■ Exercise description:
Reproduce the items below with "plate of food" swapped for "bowl of soup" wherever it occurs, keeping everything else the same and omitting the pictures.

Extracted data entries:
::::::

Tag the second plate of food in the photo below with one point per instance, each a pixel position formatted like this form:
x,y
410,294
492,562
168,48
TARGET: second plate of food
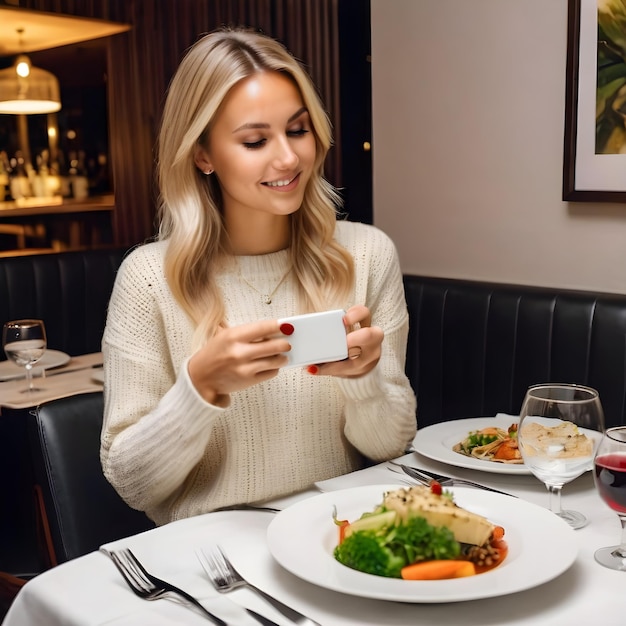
x,y
436,442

::::::

■ Worked solution:
Tag the second bowl of soup in the photo below with one point per instance, each a pixel position formatted like this form:
x,y
410,294
492,562
168,48
TARGET: second bowl of soup
x,y
436,442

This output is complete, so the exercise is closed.